■ What you should do
Which lines below fall between the one containing "Target: white sheer curtain" and the one containing "Target: lichen-covered rock"? Repeat them exactly, counting both of those lines, and add nothing else.

■ Data supplied
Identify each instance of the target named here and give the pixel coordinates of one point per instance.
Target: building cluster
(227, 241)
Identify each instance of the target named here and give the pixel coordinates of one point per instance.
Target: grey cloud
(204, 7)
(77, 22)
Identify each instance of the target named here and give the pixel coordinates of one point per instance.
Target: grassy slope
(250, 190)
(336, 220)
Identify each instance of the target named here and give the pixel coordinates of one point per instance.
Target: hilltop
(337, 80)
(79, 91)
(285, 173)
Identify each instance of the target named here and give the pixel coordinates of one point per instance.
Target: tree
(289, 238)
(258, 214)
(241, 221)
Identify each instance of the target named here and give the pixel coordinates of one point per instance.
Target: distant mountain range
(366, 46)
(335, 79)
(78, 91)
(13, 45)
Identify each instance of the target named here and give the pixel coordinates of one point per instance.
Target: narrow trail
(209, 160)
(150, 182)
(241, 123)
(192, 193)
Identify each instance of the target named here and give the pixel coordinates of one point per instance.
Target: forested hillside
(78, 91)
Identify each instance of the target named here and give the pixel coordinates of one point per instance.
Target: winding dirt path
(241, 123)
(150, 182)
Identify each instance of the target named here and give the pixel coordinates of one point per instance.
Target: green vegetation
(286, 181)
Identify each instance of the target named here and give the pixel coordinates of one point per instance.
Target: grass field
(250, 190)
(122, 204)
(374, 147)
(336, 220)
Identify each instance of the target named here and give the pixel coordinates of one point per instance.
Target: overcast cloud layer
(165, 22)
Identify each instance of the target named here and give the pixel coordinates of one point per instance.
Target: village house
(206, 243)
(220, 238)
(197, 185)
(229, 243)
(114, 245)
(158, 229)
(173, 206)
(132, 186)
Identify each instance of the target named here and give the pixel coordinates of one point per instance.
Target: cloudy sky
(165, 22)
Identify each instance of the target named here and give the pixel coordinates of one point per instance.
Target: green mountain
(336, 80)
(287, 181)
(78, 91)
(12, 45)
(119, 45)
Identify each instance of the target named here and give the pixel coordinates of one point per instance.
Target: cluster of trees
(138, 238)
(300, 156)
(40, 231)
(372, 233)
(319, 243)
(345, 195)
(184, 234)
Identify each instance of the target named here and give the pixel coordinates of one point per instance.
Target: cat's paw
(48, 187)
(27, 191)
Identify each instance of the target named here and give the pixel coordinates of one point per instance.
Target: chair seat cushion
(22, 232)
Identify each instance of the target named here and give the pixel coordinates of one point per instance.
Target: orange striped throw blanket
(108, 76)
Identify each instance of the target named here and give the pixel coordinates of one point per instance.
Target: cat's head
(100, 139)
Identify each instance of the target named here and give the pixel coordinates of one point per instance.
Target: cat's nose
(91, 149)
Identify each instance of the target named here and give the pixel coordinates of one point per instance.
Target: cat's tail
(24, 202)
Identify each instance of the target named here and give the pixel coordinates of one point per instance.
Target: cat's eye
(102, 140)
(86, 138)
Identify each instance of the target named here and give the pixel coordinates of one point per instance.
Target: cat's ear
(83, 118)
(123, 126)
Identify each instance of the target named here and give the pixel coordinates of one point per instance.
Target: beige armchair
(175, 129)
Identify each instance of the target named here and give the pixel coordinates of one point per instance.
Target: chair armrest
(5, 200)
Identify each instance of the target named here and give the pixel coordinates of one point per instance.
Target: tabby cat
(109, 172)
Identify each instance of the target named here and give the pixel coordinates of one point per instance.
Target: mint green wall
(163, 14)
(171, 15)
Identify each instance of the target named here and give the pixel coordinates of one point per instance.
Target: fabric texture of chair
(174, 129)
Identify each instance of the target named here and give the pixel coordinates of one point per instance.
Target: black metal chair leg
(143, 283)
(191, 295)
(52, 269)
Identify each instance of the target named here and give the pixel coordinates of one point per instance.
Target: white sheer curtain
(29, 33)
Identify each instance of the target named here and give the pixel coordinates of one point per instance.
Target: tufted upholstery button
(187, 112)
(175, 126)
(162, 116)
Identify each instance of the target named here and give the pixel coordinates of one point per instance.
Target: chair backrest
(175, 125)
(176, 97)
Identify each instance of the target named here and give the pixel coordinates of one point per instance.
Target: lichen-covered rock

...

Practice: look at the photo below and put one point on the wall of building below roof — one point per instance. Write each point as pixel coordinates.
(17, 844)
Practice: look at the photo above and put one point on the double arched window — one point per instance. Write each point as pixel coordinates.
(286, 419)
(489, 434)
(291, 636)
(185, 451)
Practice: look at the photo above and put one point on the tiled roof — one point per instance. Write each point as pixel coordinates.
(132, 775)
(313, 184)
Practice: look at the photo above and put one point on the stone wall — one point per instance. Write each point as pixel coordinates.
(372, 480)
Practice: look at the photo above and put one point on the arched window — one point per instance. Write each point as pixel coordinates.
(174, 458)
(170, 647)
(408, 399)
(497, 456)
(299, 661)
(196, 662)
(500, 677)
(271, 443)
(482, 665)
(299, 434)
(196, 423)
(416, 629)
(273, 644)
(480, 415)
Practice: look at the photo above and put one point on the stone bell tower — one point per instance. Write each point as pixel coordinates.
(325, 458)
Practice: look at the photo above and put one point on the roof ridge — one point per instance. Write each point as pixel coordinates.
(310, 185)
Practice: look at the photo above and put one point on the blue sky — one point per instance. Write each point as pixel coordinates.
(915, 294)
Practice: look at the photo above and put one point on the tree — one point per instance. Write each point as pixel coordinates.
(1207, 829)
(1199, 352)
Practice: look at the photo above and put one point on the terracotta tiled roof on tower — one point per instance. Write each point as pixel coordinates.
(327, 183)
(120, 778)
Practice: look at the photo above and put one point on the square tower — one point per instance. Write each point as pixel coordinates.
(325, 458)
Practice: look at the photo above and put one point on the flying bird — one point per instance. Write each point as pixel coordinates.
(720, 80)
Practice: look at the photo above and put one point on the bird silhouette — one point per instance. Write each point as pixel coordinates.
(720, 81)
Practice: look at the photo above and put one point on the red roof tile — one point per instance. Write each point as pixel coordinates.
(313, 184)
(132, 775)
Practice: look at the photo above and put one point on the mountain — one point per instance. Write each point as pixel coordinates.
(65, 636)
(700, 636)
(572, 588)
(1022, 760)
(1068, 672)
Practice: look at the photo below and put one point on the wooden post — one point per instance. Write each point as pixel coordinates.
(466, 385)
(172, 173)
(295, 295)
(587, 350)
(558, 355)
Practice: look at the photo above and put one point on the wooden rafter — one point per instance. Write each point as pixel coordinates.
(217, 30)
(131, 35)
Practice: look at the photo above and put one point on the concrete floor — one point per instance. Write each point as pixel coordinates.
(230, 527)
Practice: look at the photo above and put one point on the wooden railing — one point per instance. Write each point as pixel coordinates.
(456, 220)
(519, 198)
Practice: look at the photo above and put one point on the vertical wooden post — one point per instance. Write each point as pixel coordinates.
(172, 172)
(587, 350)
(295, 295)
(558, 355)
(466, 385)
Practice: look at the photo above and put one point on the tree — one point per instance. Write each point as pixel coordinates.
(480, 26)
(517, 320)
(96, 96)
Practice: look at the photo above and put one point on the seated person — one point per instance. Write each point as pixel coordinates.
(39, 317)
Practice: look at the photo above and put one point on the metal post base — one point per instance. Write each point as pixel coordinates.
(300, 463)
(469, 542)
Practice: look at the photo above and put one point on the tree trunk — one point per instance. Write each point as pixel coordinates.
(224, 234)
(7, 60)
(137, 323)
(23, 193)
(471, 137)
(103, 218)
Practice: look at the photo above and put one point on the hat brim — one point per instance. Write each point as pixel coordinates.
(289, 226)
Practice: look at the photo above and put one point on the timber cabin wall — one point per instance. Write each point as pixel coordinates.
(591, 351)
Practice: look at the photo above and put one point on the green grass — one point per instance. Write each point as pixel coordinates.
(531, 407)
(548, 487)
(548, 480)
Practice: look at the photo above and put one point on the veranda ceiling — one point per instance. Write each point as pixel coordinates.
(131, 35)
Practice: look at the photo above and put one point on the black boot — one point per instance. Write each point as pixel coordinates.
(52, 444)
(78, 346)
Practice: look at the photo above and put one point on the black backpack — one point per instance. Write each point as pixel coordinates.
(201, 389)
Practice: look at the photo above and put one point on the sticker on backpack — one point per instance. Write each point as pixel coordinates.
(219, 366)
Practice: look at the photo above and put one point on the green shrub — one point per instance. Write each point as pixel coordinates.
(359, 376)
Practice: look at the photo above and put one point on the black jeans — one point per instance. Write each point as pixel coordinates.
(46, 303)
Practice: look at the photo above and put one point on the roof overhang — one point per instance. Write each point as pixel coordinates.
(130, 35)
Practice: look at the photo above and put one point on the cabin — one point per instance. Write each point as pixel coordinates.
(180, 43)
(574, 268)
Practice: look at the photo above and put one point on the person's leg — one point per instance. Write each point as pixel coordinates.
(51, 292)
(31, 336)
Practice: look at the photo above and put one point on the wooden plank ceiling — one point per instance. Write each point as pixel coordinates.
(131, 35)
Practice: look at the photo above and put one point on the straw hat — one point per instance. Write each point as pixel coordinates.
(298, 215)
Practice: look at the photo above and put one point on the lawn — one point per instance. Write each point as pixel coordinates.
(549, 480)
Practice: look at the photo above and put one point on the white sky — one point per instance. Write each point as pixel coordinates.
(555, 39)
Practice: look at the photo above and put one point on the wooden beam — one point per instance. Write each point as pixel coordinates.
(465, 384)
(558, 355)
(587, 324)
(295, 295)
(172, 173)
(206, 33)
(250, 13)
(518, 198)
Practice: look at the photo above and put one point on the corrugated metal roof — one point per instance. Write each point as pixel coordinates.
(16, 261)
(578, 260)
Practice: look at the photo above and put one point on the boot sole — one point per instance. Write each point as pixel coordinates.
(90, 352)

■ Response to this exercise
Target: white sheer curtain
(29, 33)
Identify each instance of the target named here and give the pixel coordinates of one point per instance.
Target: tufted upholstery button
(187, 112)
(175, 126)
(162, 116)
Identify each instance of the target named here and give the pixel coordinates of one point per instance.
Target: chair backrest
(175, 125)
(176, 97)
Identify each instance of the target named here and give the pixel coordinates of one point per instance.
Target: lichen-covered rock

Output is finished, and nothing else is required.